What you will do
Repeat, exactly and alone, every line from the line that contains "Could you point at the foal's eye" to the end of the entries.
== Exercise input ==
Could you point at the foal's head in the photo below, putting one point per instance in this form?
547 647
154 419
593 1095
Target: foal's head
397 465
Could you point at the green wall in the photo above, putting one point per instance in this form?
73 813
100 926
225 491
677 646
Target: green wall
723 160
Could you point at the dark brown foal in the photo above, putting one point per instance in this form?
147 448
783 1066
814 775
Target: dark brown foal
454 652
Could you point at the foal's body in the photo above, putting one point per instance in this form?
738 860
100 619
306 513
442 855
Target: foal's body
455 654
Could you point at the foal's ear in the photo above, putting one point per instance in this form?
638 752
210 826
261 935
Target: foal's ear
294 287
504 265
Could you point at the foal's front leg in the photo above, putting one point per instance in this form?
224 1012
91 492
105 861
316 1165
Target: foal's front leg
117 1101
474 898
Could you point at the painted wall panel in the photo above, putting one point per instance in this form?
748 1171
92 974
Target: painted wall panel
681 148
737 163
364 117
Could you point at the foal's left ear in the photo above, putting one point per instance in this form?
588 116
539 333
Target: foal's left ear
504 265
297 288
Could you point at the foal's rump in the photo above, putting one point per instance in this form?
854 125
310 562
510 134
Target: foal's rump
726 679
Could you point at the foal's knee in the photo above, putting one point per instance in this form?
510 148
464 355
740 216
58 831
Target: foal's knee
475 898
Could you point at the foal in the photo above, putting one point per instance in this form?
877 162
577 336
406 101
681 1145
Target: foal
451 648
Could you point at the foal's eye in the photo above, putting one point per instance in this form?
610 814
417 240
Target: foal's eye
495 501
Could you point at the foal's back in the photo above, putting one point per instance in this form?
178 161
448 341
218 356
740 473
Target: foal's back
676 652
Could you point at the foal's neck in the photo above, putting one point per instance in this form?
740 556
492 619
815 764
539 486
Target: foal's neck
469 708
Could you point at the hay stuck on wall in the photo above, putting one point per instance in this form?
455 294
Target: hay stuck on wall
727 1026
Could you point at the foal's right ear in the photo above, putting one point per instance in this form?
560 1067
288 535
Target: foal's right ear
===
Written solution
Could you point at the foal's eye in the photo above, putting one point per instance in this form?
610 814
417 240
Target: foal's eye
495 501
Could you point at the foal's back in the photo above, putting one point per instance in this form?
178 161
448 341
218 356
740 473
Target: foal's back
676 652
Could you point at the foal's neck in the photo above, putting one point per instance in this form?
740 556
492 619
815 764
539 486
Target: foal's neck
469 708
Could you point at the hay stuck on wall in the photo above, putting one point per instance in this form?
455 294
Target: hay stuck on wall
727 1026
Could you point at the foal's right ear in the photo above, putting one point per instance in this form?
560 1067
288 535
Target: foal's right ear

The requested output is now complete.